*Task requirements*. Extract every line of the listing below verbatim, preserving each character and the original line order.

*Records shown*.

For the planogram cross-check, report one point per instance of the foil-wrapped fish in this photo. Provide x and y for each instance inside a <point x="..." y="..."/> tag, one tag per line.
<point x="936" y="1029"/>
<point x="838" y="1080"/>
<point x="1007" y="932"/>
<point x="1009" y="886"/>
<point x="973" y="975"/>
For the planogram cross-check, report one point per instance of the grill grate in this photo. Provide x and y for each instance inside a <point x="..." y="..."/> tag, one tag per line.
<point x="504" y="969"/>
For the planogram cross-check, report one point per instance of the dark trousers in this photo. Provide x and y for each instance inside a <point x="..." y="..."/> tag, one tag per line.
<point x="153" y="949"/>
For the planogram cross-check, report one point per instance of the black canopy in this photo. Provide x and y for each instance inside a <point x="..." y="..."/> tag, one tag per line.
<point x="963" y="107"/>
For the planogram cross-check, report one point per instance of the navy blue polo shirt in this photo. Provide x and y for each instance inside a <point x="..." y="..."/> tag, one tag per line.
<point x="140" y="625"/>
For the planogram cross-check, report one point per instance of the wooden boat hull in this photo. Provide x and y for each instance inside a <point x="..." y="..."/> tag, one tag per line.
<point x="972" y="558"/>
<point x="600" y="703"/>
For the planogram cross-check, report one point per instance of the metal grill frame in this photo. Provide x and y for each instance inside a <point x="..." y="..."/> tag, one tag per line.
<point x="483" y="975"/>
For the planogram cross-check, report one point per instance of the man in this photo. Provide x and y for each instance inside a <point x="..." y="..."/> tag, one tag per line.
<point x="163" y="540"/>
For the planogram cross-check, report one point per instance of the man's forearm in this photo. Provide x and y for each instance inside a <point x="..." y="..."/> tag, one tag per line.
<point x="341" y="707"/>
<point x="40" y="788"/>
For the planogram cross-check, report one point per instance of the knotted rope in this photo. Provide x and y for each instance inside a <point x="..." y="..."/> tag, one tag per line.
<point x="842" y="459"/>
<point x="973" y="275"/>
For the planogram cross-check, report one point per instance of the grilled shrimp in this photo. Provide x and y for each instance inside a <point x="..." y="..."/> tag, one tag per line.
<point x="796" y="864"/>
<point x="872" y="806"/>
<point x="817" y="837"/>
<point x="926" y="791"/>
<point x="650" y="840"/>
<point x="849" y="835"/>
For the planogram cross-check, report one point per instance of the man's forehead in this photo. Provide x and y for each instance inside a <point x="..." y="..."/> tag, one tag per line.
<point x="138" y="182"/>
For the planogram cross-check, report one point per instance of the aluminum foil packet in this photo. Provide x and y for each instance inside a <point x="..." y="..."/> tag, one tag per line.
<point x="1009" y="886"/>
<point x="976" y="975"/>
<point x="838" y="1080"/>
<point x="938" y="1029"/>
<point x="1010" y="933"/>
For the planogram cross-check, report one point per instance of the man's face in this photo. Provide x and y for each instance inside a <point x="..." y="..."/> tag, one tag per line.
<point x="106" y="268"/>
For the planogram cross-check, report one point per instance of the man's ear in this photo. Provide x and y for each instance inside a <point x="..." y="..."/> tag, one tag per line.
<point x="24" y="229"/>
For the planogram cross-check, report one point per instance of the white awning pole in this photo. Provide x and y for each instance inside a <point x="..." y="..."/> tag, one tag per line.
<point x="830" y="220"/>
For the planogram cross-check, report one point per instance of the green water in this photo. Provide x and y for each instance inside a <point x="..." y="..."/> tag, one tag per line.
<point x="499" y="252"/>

*Worked answer*.
For the planogram cross-check, report one point per instance of the foil-wrapped fish in this photo. Provide x and y for each instance inside a <point x="..." y="..."/> tag, one tag per line.
<point x="936" y="1029"/>
<point x="838" y="1080"/>
<point x="1007" y="932"/>
<point x="1009" y="886"/>
<point x="973" y="975"/>
For the planogram cross-check, report one point per instance of the grill grate in this photo. Provide x and y for each instance inside a <point x="..." y="..."/> tag, one tag per line.
<point x="504" y="969"/>
For the planogram cross-check, report one point per instance of the dark trousers in this photo. Provide x and y for each instance inside a <point x="..." y="..."/> tag, one tag per line.
<point x="153" y="949"/>
For the planogram cross-check, report one point per instance of the black canopy in this photo. Provide x and y for each instance inside a <point x="..." y="..."/> tag, one tag per line.
<point x="963" y="107"/>
For the planogram cross-check, report one point per instance of the navy blue polo shirt in this photo. Provide x and y for each instance inside a <point x="..." y="..."/> tag, one tag per line.
<point x="140" y="625"/>
For the planogram cross-check, report one point per instance of the wooden boat hull in this photo. Provide x and y for each instance inside a <point x="..." y="..."/> tag, one tag per line.
<point x="972" y="558"/>
<point x="600" y="703"/>
For the planogram cross-check, report one point per instance of the metal grill frame in this photo. Provide x and y for each instance inside a <point x="..." y="..."/> tag, one tag per line.
<point x="483" y="975"/>
For the planogram cross-check, report one point per instance of the man in this photo. Provide x and y for each instance inside a <point x="..." y="..."/> tag, one tag per line.
<point x="163" y="540"/>
For the planogram cross-check, report one point per instance of the man's forearm in this photo. Provide x and y for each instance inside a <point x="..." y="..."/> tag, one tag per line.
<point x="341" y="707"/>
<point x="40" y="788"/>
For the planogram cross-check, report one point per instance of the knotted rope in this photo. Provide x and y for each instance inside a <point x="..." y="..."/> tag, one tag per line.
<point x="842" y="459"/>
<point x="973" y="275"/>
For the planogram cross-check, report one point per instance of the grilled shrimp in this photo. Provide x and y for each instance inside a <point x="..." y="..."/> tag, one tag per line.
<point x="796" y="864"/>
<point x="872" y="806"/>
<point x="817" y="837"/>
<point x="926" y="791"/>
<point x="650" y="840"/>
<point x="849" y="835"/>
For the planogram cross-check, report one point per instance of the man's forehead in this photo. Provide x and y for each instance inside a <point x="..." y="..."/> tag, one tag per line.
<point x="138" y="182"/>
For the planogram cross-check, report one point per instance of the aluminum foil packet in this photo. Provide x and y for each instance inside a <point x="..." y="..."/> tag, one tag per line.
<point x="1009" y="886"/>
<point x="976" y="975"/>
<point x="838" y="1080"/>
<point x="938" y="1029"/>
<point x="1010" y="933"/>
For the planogram cross-check, report one point per instance of the man's face in this photo. Provide x and y for each instance inside a <point x="..." y="..."/> tag, one tag per line.
<point x="106" y="268"/>
For the planogram cross-check, report one point per instance of the man's ear in this photo. Provide x and y for each instance inside a <point x="..." y="..."/> tag, one tag per line.
<point x="24" y="229"/>
For the planogram cross-check, report one point per instance of the white awning pole in this photo. Provide x and y for each instance inside a <point x="..." y="..."/> tag, one tag per line.
<point x="830" y="220"/>
For the planogram cross-check, report one point per instance of the green water in this photo. Provide x and y for each instance inside a <point x="..." y="..."/> tag, one tag per line.
<point x="499" y="252"/>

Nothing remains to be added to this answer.